(Point placement records)
..........

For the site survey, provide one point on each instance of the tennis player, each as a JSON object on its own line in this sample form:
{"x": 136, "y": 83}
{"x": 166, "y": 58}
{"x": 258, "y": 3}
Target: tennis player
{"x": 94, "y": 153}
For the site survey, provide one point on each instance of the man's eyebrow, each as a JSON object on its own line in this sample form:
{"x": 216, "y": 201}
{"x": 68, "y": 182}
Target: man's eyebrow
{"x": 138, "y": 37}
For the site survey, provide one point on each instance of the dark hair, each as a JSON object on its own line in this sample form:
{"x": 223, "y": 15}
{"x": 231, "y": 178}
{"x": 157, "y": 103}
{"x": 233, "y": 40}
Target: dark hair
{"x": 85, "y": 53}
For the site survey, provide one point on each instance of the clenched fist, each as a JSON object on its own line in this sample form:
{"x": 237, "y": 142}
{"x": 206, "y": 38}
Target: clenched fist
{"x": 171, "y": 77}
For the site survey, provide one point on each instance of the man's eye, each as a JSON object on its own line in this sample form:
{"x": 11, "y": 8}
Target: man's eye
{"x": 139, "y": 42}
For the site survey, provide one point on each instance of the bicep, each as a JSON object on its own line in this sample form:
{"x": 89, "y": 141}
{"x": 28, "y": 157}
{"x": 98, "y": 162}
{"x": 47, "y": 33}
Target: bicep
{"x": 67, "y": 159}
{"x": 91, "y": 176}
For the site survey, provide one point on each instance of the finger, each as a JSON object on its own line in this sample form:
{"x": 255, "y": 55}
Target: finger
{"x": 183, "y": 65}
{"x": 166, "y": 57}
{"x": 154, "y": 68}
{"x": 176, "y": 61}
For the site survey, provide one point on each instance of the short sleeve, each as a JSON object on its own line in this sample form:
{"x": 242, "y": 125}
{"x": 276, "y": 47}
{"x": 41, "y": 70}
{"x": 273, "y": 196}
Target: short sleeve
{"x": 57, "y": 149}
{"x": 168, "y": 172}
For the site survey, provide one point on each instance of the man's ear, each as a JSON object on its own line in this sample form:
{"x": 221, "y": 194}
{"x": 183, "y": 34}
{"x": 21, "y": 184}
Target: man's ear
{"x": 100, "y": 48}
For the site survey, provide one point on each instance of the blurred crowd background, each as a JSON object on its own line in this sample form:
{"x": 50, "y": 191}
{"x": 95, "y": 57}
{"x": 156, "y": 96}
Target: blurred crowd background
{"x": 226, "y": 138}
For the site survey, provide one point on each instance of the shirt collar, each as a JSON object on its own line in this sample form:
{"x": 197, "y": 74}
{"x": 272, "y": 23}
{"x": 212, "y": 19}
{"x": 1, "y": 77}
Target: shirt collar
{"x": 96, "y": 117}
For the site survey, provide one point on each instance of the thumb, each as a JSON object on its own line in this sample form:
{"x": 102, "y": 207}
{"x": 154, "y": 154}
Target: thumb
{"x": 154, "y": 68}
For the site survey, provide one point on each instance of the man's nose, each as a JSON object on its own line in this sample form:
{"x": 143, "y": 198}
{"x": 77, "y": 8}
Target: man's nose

..........

Copy the lines above word for word.

## Full response
For the site survey, provide one point on each instance of the tennis player, each as a JSON object on its own line in this sample form:
{"x": 136, "y": 83}
{"x": 166, "y": 58}
{"x": 258, "y": 3}
Target: tennis player
{"x": 94, "y": 153}
For the site survey, provide one point on each instance of the man's eyebrow, each as a JSON object on its own line in this sample form:
{"x": 216, "y": 201}
{"x": 68, "y": 182}
Target: man's eyebrow
{"x": 138, "y": 37}
For the site survey, provide one point on each instance of the dark hair, each as a JSON object on its own line in this sample form:
{"x": 223, "y": 15}
{"x": 231, "y": 178}
{"x": 157, "y": 103}
{"x": 233, "y": 40}
Target: dark hair
{"x": 85, "y": 53}
For the site survey, provide one point on each instance of the clenched fist, each as a JSON object on its own line in this sample form:
{"x": 237, "y": 142}
{"x": 206, "y": 38}
Target: clenched fist
{"x": 171, "y": 77}
For the site survey, provide one point on each instance of the man's eye, each as a JSON object on its own line in this sample form:
{"x": 11, "y": 8}
Target: man's eye
{"x": 139, "y": 42}
For the site survey, provide one point on each instance of the bicep, each as a JSON object on its own line in this sample form:
{"x": 89, "y": 141}
{"x": 28, "y": 157}
{"x": 98, "y": 162}
{"x": 47, "y": 33}
Target: bicep
{"x": 67, "y": 159}
{"x": 91, "y": 176}
For the site survey, provide one point on each instance of the finger, each as a JSON object on its own line in this sample form:
{"x": 255, "y": 55}
Target: finger
{"x": 183, "y": 65}
{"x": 166, "y": 57}
{"x": 154, "y": 68}
{"x": 176, "y": 61}
For the site survey, provide one point on each instance of the short sleeve, each as a JSON object on its own line in this sample form:
{"x": 242, "y": 125}
{"x": 276, "y": 47}
{"x": 41, "y": 70}
{"x": 273, "y": 196}
Target: short sleeve
{"x": 57, "y": 149}
{"x": 168, "y": 172}
For the site survey, provide one point on each instance of the man's ear, each as a JSON object on its own line in this sample form:
{"x": 221, "y": 194}
{"x": 183, "y": 34}
{"x": 21, "y": 184}
Target: man's ear
{"x": 100, "y": 48}
For the site survey, provide one point on each instance of the blurred crowd background, each as a JSON object on its own line in this sample form:
{"x": 50, "y": 191}
{"x": 95, "y": 57}
{"x": 156, "y": 96}
Target: blurred crowd background
{"x": 226, "y": 138}
For the site survey, provide one point on each instance of the shirt collar, each as a JSON object on its own line in this sample form:
{"x": 197, "y": 74}
{"x": 272, "y": 23}
{"x": 212, "y": 19}
{"x": 1, "y": 77}
Target: shirt collar
{"x": 96, "y": 117}
For the site survey, provide one point on each instance of the thumb, each as a JSON object on its own line in this sample form:
{"x": 102, "y": 207}
{"x": 154, "y": 154}
Target: thumb
{"x": 154, "y": 68}
For the site survey, provide one point on each instance of the man's nose, each as a JSON object on its own line in this sample form:
{"x": 143, "y": 198}
{"x": 77, "y": 8}
Target: man's nose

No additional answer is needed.